## [Work to be completed]
Render the stretch of records from the line containing "Please mark the paved" through the line containing "left=193, top=117, right=201, bottom=124" as a two-column CSV with the columns instruction and output. Give one row for each record, with its text and its answer each in a single quoted field and any line breaks replaced by spaces.

## [Detection examples]
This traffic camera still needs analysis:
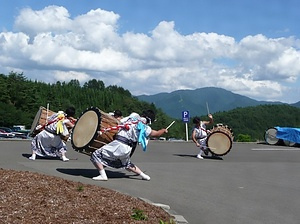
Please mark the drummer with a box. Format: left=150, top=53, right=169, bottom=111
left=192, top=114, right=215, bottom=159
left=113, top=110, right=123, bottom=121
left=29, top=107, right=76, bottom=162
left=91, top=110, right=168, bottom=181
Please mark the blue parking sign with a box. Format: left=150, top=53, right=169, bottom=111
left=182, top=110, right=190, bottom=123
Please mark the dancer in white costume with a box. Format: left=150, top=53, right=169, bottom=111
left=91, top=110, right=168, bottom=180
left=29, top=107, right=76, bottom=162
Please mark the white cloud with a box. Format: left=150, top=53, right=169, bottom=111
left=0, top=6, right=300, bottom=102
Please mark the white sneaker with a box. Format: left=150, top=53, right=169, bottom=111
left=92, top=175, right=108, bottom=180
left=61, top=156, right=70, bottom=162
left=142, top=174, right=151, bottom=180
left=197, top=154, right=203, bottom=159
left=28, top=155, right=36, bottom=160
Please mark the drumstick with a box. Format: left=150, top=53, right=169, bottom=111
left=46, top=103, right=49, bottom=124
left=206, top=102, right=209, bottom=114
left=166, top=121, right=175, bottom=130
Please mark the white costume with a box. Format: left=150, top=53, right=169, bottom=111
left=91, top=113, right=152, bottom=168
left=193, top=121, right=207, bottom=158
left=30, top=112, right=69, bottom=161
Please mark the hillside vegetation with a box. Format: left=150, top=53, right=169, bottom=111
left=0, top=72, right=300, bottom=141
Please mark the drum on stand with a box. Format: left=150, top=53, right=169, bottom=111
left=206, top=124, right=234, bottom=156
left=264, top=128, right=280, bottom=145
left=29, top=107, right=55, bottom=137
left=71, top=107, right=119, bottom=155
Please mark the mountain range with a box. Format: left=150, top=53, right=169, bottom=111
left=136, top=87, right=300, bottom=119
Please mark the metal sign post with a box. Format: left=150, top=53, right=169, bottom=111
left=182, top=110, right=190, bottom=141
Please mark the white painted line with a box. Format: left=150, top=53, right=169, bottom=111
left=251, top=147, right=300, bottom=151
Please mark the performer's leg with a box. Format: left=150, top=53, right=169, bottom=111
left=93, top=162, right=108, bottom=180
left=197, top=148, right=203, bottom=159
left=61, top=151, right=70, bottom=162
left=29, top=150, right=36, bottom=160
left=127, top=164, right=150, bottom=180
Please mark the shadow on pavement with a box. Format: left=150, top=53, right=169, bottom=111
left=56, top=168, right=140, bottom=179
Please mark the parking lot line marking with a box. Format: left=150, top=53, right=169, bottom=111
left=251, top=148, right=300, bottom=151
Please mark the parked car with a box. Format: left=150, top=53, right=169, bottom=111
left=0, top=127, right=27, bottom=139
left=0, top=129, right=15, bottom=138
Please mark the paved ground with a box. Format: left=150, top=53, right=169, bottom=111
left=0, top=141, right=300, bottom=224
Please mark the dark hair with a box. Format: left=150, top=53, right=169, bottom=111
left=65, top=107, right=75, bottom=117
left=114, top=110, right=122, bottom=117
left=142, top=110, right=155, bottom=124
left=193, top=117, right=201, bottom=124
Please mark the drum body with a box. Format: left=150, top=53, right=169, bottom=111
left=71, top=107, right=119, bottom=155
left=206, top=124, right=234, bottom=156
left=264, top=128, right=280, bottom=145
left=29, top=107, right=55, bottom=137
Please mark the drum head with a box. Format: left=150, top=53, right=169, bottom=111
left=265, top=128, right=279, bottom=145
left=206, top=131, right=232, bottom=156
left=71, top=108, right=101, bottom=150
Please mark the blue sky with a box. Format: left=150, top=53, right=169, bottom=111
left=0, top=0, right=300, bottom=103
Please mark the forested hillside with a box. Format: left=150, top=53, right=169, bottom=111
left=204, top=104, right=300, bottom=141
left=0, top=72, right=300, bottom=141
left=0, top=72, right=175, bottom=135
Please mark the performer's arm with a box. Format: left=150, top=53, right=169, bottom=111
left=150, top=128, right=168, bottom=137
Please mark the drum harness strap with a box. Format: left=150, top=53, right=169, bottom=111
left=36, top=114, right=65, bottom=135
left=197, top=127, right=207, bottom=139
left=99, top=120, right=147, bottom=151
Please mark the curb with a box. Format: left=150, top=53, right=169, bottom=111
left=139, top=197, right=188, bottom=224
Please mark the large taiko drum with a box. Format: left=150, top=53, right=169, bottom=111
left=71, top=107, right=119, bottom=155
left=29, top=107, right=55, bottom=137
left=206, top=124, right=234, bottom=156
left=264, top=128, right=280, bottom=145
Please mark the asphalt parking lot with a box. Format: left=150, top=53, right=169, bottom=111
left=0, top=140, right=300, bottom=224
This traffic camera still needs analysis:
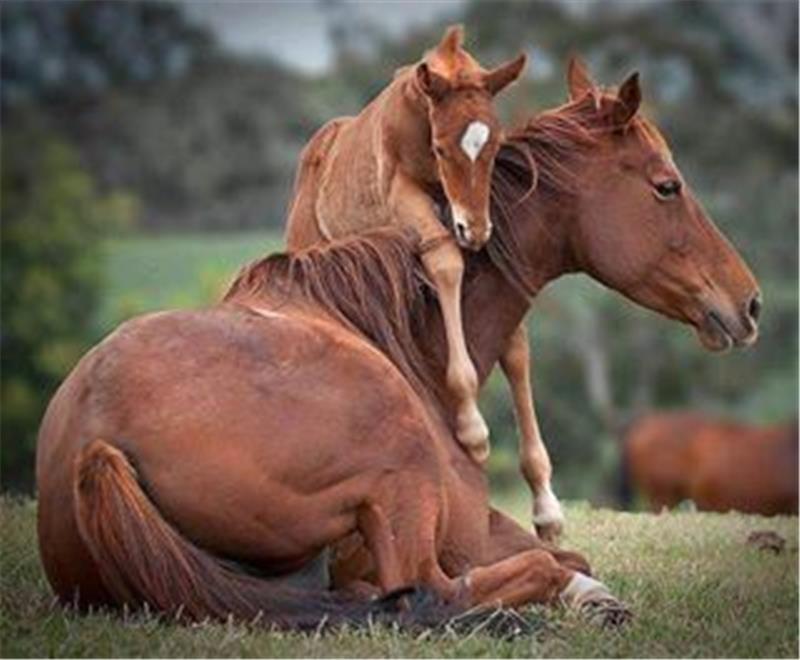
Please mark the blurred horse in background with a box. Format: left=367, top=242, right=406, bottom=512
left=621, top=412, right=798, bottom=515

## [Finished task]
instruction,output
"Please mark the paved ground with a box. Format: left=150, top=53, right=169, bottom=111","left=0, top=141, right=300, bottom=224"
"Please mark the dark hair with a box. Format: left=150, top=53, right=169, bottom=111","left=65, top=107, right=75, bottom=117 left=114, top=110, right=122, bottom=117 left=142, top=110, right=155, bottom=124 left=193, top=117, right=201, bottom=124"